* WORK TO COMPLETE
All of the entries are to be printed exactly as they appear.

Extracted data entries:
========================================================================
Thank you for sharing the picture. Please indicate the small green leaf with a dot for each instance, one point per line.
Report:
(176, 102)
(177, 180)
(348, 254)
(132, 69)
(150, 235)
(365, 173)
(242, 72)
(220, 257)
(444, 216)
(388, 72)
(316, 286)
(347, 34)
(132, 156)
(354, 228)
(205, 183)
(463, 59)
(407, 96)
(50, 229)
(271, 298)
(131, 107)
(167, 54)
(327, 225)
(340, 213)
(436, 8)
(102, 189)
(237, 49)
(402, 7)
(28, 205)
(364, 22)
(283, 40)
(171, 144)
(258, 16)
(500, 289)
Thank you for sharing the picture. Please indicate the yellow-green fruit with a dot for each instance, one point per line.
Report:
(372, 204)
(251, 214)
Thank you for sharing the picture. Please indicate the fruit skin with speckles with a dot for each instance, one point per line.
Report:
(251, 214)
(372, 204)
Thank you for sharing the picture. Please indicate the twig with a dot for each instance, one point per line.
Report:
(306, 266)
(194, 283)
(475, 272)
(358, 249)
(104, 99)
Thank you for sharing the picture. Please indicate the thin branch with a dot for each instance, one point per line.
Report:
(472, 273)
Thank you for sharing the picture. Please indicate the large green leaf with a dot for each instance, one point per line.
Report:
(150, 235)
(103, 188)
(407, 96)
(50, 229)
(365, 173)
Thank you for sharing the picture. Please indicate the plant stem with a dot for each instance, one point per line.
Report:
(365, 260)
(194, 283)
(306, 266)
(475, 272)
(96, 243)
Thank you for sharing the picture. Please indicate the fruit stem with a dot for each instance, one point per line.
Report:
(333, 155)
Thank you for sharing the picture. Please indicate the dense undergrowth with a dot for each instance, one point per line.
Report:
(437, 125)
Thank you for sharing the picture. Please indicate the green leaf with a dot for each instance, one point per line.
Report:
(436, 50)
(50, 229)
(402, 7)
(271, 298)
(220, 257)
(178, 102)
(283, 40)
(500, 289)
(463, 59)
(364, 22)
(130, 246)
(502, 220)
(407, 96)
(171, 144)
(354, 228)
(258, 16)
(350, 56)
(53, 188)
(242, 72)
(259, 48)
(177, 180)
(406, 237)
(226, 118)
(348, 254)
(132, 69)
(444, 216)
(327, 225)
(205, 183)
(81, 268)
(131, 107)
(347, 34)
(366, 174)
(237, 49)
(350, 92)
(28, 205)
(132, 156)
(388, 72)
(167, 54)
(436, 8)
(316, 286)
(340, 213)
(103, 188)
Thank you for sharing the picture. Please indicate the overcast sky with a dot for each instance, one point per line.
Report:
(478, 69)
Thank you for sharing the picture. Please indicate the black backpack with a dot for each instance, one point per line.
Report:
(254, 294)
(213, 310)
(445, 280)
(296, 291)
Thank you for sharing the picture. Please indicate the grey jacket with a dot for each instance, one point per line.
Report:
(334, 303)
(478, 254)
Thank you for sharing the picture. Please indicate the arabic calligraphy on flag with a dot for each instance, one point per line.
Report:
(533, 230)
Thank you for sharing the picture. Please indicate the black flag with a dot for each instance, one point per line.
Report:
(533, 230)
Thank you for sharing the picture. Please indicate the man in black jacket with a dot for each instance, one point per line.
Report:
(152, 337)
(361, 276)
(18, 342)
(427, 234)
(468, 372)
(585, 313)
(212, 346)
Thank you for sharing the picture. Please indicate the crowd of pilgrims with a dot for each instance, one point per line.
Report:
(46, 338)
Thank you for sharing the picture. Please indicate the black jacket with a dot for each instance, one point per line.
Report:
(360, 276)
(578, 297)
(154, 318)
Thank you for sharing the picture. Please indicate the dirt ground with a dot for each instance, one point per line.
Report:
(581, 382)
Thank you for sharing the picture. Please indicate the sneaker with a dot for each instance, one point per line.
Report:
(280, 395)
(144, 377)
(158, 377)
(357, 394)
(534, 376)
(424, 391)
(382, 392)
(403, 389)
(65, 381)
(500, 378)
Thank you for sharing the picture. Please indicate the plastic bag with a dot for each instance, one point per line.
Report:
========================================================================
* OUTPUT OF THE EXERCISE
Thank you for sharing the picture. Please indicate the small green leaf with a dot for each instance, one point per line.
Report:
(176, 102)
(177, 180)
(348, 254)
(132, 69)
(150, 235)
(365, 173)
(242, 72)
(220, 257)
(444, 216)
(388, 72)
(316, 286)
(347, 34)
(132, 156)
(354, 228)
(205, 183)
(463, 59)
(407, 96)
(50, 229)
(271, 298)
(131, 107)
(167, 54)
(327, 225)
(340, 213)
(436, 8)
(102, 189)
(237, 49)
(402, 7)
(28, 205)
(364, 22)
(283, 40)
(171, 144)
(258, 16)
(500, 289)
Thank you for sharing the picture. Please indicate the yellow-green fruit with a dot for each instance, one point per line.
Report:
(372, 204)
(251, 214)
Thank you for sharing the picture. Please indicate the fruit skin with speckles with a dot for each instance, one point per line.
Report:
(251, 214)
(372, 204)
Thank you for sharing the picture. Please indicate the twig with a dot for each instance, one point per line.
Report:
(306, 266)
(194, 283)
(475, 272)
(358, 249)
(104, 99)
Thank you for sharing the picture. Please indicate the thin branch with a dot for each instance, one point per line.
Report:
(472, 273)
Thank you for sharing the picture. Please indicate the large green leaf with a dot for each instance, one point per line.
Report:
(150, 235)
(103, 188)
(407, 96)
(50, 229)
(365, 173)
Thank you for sharing the picture. Please indicate the plant stem with a dot for each instance, one point per line.
Report:
(365, 260)
(194, 283)
(306, 266)
(475, 272)
(96, 243)
Thank you for sharing the picture. Please indicate the fruit stem with a dot for each instance, one point per line.
Report:
(333, 155)
Thank you for sharing the picture. Please indicate the dense undergrowth with a dot for each instance, one point per line.
Report:
(437, 125)
Thank you for sharing the picture. Please indicate the green leaf with a dot for each instance, one point per line.
Report:
(436, 50)
(50, 229)
(402, 7)
(271, 298)
(220, 257)
(178, 102)
(283, 40)
(500, 289)
(463, 59)
(364, 22)
(130, 246)
(502, 220)
(407, 96)
(171, 144)
(354, 228)
(258, 16)
(350, 56)
(53, 188)
(242, 72)
(259, 48)
(177, 180)
(406, 237)
(226, 118)
(348, 254)
(132, 69)
(444, 216)
(327, 225)
(205, 183)
(81, 268)
(131, 107)
(347, 34)
(366, 174)
(237, 49)
(350, 92)
(28, 205)
(132, 156)
(388, 72)
(167, 54)
(436, 8)
(316, 286)
(340, 213)
(103, 188)
Thank you for sharing the picture. Please indicate the overcast sky with a dot for each instance, one point per line.
Report:
(478, 69)
Thank you for sharing the picture. Please indicate the black backpack with a dot for each instance, one point per line.
Report:
(254, 294)
(213, 310)
(445, 280)
(296, 291)
Thank you for sharing the picture. Please indicate the grey jacket with a dot for each instance, one point per line.
Report:
(334, 303)
(478, 254)
Thank you for sharing the picture. Please indicate the arabic calligraphy on flag with a dot for each instance, one point per line.
Report:
(533, 230)
Thank you for sharing the picture. Please indicate the black flag with a dot for each instance, one point per line.
Report:
(533, 230)
Thank you for sharing the picture. Please indicate the man in black jacket with a dot for each instance, one point per line.
Report:
(152, 337)
(361, 276)
(18, 342)
(427, 234)
(468, 372)
(585, 313)
(212, 346)
Thank you for sharing the picture. Please indicate the crowd of pilgrims with a dot for each instance, one point per line.
Report:
(46, 338)
Thank you for sharing the picture. Please indicate the black jacket with a dot for each instance, one point per line.
Report:
(360, 276)
(578, 297)
(154, 318)
Thank you for sharing the picture. Please indicate the dirt ground with a dot for each instance, one point per line.
Report:
(581, 382)
Thank you for sharing the picture. Please indicate the sneaker with a dot for each instance, one point per line.
Report:
(280, 395)
(144, 377)
(158, 377)
(357, 394)
(534, 376)
(424, 391)
(382, 392)
(403, 389)
(65, 381)
(500, 378)
Thank you for sharing the picture. Please indicate the plastic bag with a dot for each instance, one point per line.
Report:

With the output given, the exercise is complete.